begin Supplied text

[OpenAFS] Suspect AFS bottlenecks on a web server

Derrick Brashear shadow@gmail.com
Wed, 18 Nov 2009 19:46:14 -0500


deploy 1.4.10 and that's worth poking

Derrick


On Nov 18, 2009, at 6:51 PM, Jason Edgecombe <jason@rampaginggeek.com>  
wrote:

> Nate Gordon wrote:
>> On Tue, Nov 17, 2009 at 6:25 PM, Jason Edgecombe <jason@rampaginggeek.com 
>> >wrote:
>>
>>
>>> Derrick Brashear wrote:
>>>
>>>
>>>> On Tue, Nov 17, 2009 at 5:09 PM, Jason Edgecombe
>>>> <jason@rampaginggeek.com> wrote:
>>>>
>>>>
>>>>
>>>>> Hi Everyone,
>>>>>
>>>>> Our webserver has been brought to a crawl many times over the  
>>>>> last few
>>>>> weeks. I suspect it's an AFS bottleneck somewhere. I appreciate  
>>>>> any help
>>>>> I can get.
>>>>>
>>>>> The web server runs solaris 9 w/openafs 1.4.1.
>>>>>
>>>>>
>>>>>
>>>> is that correct?
>>>>
>>>> that's not even worth debugging. lots of things have been fixed  
>>>> since
>>>> then, this could be something new or one of a dozen things already
>>>> fixed.
>>>>
>>>>
>>> Yes, 1.4.1 is correct.
>>> I'm wondering if increasing the number of daemons would help. The  
>>> afsd man
>>> page mentions that more than 5 or six daemons isn't helpful. I  
>>> suspect that
>>> the number of apache daemons (75) is overwhelming the number of afsd
>>> threads/daemons (5).

end Supplied text

Set of tasks
- a) Name every person who appears in the OpenAFS thread on web server bottlenecks.
- b) Write the next part of the OpenAFS thread on web server bottlenecks, picking up right after its final line.

begin Collected data

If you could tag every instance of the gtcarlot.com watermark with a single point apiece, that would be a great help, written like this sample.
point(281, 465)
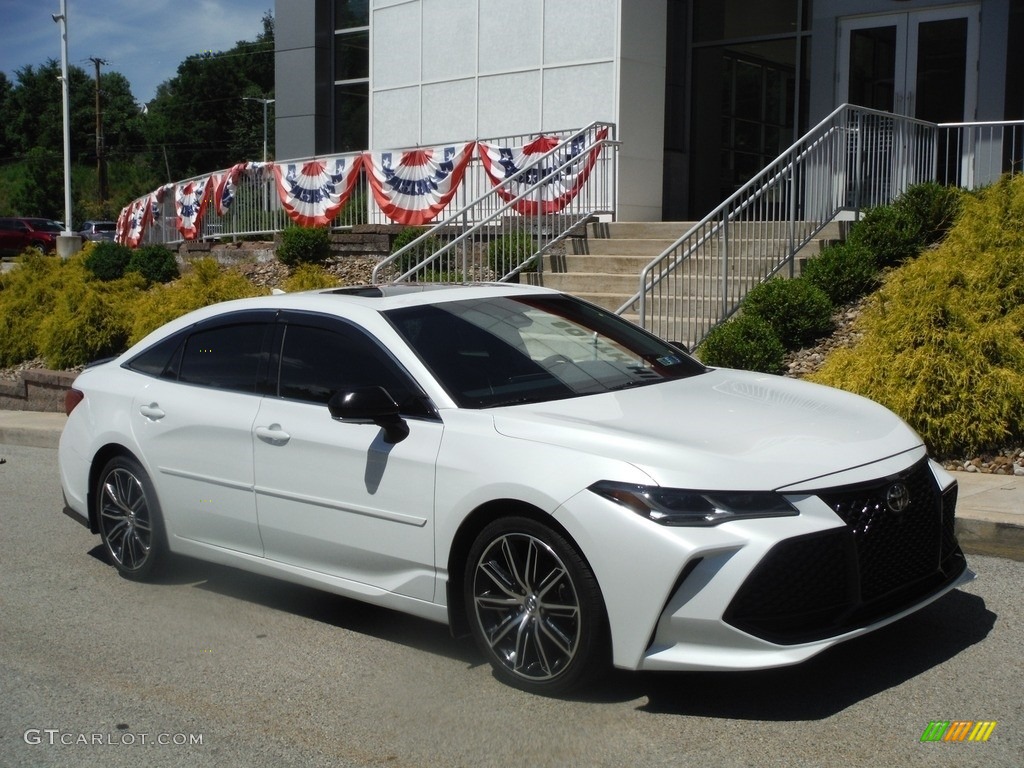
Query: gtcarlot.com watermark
point(59, 737)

end Collected data

Exercise responses
- a) Derrick Brashear, Jason Edgecombe, Nate Gordon

- b)
>>>
>>> https://lists.openafs.org/mailman/listinfo/openafs-info
>>>
>>>
>>
>> As someone who also runs AFS as the backend to a webserver, I can  
>> understand
>> your problems.  My problems stem more specifically from PHP on AFS  
>> and that
>> PHP the language feels it is necessary to perform lots and lots of  
>> trivial
>> stat operations.  I have theorized that there are some global  
>> locking issues
>> floating around the internals of the kernel module that cause  
>> problems on
>> multithreaded systems under high load.  Unfortunately I'm a web  
>> geek and
>> less of a kernel programmer, so I have had limited success in  
>> tracking down
>> and fixing the problem.  Unfortunately I don't think daemons will be
>> terribly useful.  My understanding is that they aren't used in  
>> local cache
>> operations, and only used for remote operations when things are  
>> getting
>> behind.  I'm currently running 6 daemons for 500 apache threads.
>>
>> I would also echo Derrick's comment on the age of the version you are
>> using.  I have noticed some significant improvements as the 1.4  
>> branch has
>> gone on.
>>
>>
> Thanks for the info about the daemons. We have lots of sites running  
> Joomla and PHP. I noticed a 5% vcache miss rate compared to a 1%  
> dcache miss rate on our web server. That corroborates your statement  
> about stat calls.
>
> Derrick, I have 1.4.10 with the STABLE14-background-fsync- 
> consistency-issues patch already compiled and ready to deploy. Would  
> that be new enough to consider debugging?
>
> I'm planning on upgrading our web server to 1.4.10 in December.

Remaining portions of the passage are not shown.